Exercise data Block Start

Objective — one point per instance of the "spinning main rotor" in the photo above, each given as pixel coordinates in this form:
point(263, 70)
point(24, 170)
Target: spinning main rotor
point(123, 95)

Exercise data Block End

= What you will do =
Each of the records above is to be copied exactly.

= Written answer =
Objective — one point per instance of the "spinning main rotor" in the photo above, each given as pixel coordinates in this form:
point(263, 70)
point(24, 170)
Target: spinning main rotor
point(123, 95)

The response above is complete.